GIVEN TEXT:
FIELD OF THE INVENTIONSThe inventions described below relate the field of atrial ablation.
BACKGROUND OF THE INVENTIONSAtrial fibrillation is a form of arrhythmia, or irregular heartbeat, in which the atria (the two small upper chambers of the heart) quiver instead of beating effectively. While there are a number of variations of atrial fibrillation with different causes, they all involve irregularities in the transmission of electrical impulses through the heart. As a result of abnormalities in the heart's electrical impulses, the heart is not able to pump the blood out properly, and it may pool and clot. If a blood clot moves to an artery in the brain, AF can lead to stroke. AF is also associated with increased risks of congestive heart failure and cardiomyopathy. These risks warrant medical attention for patients with AF even if the symptoms are mild. Atrial fibrillation is the most common sustained heart rhythm disorder and increases the risk for heart disease and stroke, both leading causes of death in the United States. Over 2 million adults in the United States have been diagnosed with atrial fibrillation.
Various ablation techniques have been proposed to treat atrial fibrillation, including the Cox-Maze procedure, linear ablation of various regions of the atrium, and circumferential pulmonary vein ablation. Each of these techniques has its various drawbacks. The Cox-Maze procedure and linear ablation procedures are tedious and time-consuming, taking up to several hours to accomplish endocardially. Circumferential ablation is proving to lead to rapid stenosis and occlusion of the pulmonary veins, and of course is not applicable to treatment of the septal wall of the left atrium. The catheter mounted electrode arrays described in our co-pending patent application Kunis, et al., Atrial Ablation Catheter and Method of Use, U.S. application Ser. No. 10/997,172 filed Nov. 24, 2004 provide for more efficient and effective treatment of atrial fibrillation. The treatment of the septal wall is facilitated with the devices and methods described below, which permit septal wall treatment from a percutaneous venous access route without the need to maneuver a distally facing electrode array in apposition to the septal wall.

COMPLETE THE FOLLOWING:
[A] Rewrite the paragraph of the atrial ablation text that begins "Various ablation techniques" as a brief list that keeps its main facts.
[B] Proceed with the atrial ablation text, starting after its last sentence.

PROVIDED MATERIAL:
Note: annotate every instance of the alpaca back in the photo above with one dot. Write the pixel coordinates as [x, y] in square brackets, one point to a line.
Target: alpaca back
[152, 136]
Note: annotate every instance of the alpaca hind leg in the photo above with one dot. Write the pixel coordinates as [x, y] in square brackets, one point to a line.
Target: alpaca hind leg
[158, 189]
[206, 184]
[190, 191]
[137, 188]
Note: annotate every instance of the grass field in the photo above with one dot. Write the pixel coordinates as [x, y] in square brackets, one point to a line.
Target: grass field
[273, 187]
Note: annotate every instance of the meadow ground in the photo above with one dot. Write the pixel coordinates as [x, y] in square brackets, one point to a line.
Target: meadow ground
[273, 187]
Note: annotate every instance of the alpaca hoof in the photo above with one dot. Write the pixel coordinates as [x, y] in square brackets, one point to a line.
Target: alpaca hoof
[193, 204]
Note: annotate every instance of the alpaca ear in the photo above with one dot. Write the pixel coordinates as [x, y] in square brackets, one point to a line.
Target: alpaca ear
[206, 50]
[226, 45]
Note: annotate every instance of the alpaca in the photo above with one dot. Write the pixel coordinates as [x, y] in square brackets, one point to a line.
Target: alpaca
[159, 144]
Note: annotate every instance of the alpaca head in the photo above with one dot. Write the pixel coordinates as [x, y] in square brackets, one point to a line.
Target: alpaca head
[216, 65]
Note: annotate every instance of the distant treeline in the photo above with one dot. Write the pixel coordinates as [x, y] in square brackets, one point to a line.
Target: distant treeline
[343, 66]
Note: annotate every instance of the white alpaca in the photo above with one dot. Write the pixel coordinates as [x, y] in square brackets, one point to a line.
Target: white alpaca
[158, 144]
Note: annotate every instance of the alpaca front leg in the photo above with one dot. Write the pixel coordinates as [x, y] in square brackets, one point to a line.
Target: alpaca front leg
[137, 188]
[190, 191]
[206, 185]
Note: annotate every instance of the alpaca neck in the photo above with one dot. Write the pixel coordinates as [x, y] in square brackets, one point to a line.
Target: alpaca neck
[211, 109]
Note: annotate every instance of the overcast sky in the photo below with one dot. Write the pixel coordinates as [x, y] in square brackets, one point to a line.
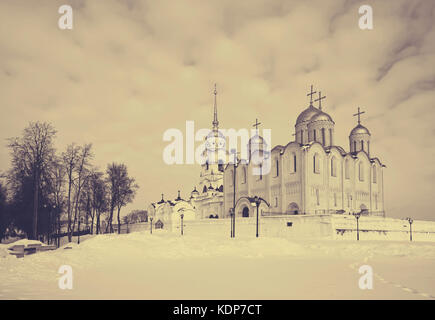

TASK-BY-TASK RESULTS:
[A]
- Proposed ablation treatments for atrial fibrillation include the Cox-Maze procedure, linear ablation of atrial regions, and circumferential pulmonary vein ablation.
- Each technique has drawbacks:
  - Cox-Maze and linear ablation are tedious and time-consuming, taking up to several hours endocardially.
  - Circumferential ablation is proving to cause rapid stenosis and occlusion of the pulmonary veins and does not apply to the septal wall of the left atrium.
- The catheter-mounted electrode arrays in co-pending application Kunis, et al., Atrial Ablation Catheter and Method of Use (U.S. application Ser. No. 10/997,172, filed Nov. 24, 2004) treat atrial fibrillation more efficiently and effectively.
- The devices and methods described below make septal wall treatment easier. They work from a percutaneous venous access route without maneuvering a distally facing electrode array into apposition with the septal wall.

[B]
SUMMARYThe devices and methods described below provide for a simplified approach to the treatment of atrial fibrillation with substantially improved efficacy and outcomes in patients with paroxysmal or persistent atrial fibrillation, especially for those arrhythmia originating from, or sustained by, arrhythmogenic foci located on the septal wall of the left atrium. An endocardial catheter with an electrode array particularly adapted to locate and ablate foci of arrhythmia which are required for sustained atrial fibrillation is provided. The array is easily deployed and retracted from the catheter, and presents a proximally oriented electrode array that can be pulled against the septal wall of the left atrium to engage the septal wall. A control system comprising an ECG analyzer and a RF power supply operates to analyze electrical signals obtained from the electrode array, determine if an arrhythmogenic focus is present in the area covered by the array, and supply RF power to appropriate electrodes to ablate the focus.
BRIEF DESCRIPTION OF THE DRAWINGS
To accomplish ablation of the septal wall of the left atrium, a catheter is inserted into the atrium, preferably through the inferior vena cava 20, as shown in the illustration, or through the superior vena cava 21, into the right atrium and then into left atrium. When passing into the left atrium, as illustrated, the catheter penetrates the fossa ovalis (a trans-septal puncture will facilitate the crossing). The catheter 22 carries a distal electrode array 23 into the atrium, and this electrode array is adapted to be pulled into contact with the section of the atrial wall surrounding the fossa ovalis. The electrode array is electrically connected to circuitry in a control system 24 which is operable to analyze electrical signals detected by the electrodes and pass RF current through the electrodes and heart tissue to ablate the tissue. A surface electrode 25 is mounted on the patient's body (typically on the back) to permit use of the electrodes in monopolar modes. A return electrode 26 may also be provided on the catheter 22, proximal to the electrode array. Using the catheter, an electrophysiologist will map regions of the septal wall of the left atrium and apply energy through the catheter to ablate any arrhythmogenic foci which are identified in the mapping procedure. The procedure may be repeated as necessary on the septal wall, rotating the array if necessary, to ablate all detected foci.
The electrode array includes a number electrodes 40 mounted on the proximal section 42 of each array arm, and the distal section 41 need not have any electrodes disposed on it, as is shown. The overall shape of each arm is elongate on an axis perpendicular to the long axis of the catheter, having a radial length R which is several times the axial length A.
The resilient expansion of the electrode array pushes the floating tube 44 proximally into the inner catheter tube. When the outer catheter tube is pushed distally over the electrode array, the distal electrode arms will be forced distally, as the proximal segments are compressed inwardly starting from the proximal end, to first splay the distal segments toward and through a perpendicular relationship with the floating tube such that the joint between the arms and the floating tube is distal to the bend point, while drawing the floating tube distally within the inner catheter tube.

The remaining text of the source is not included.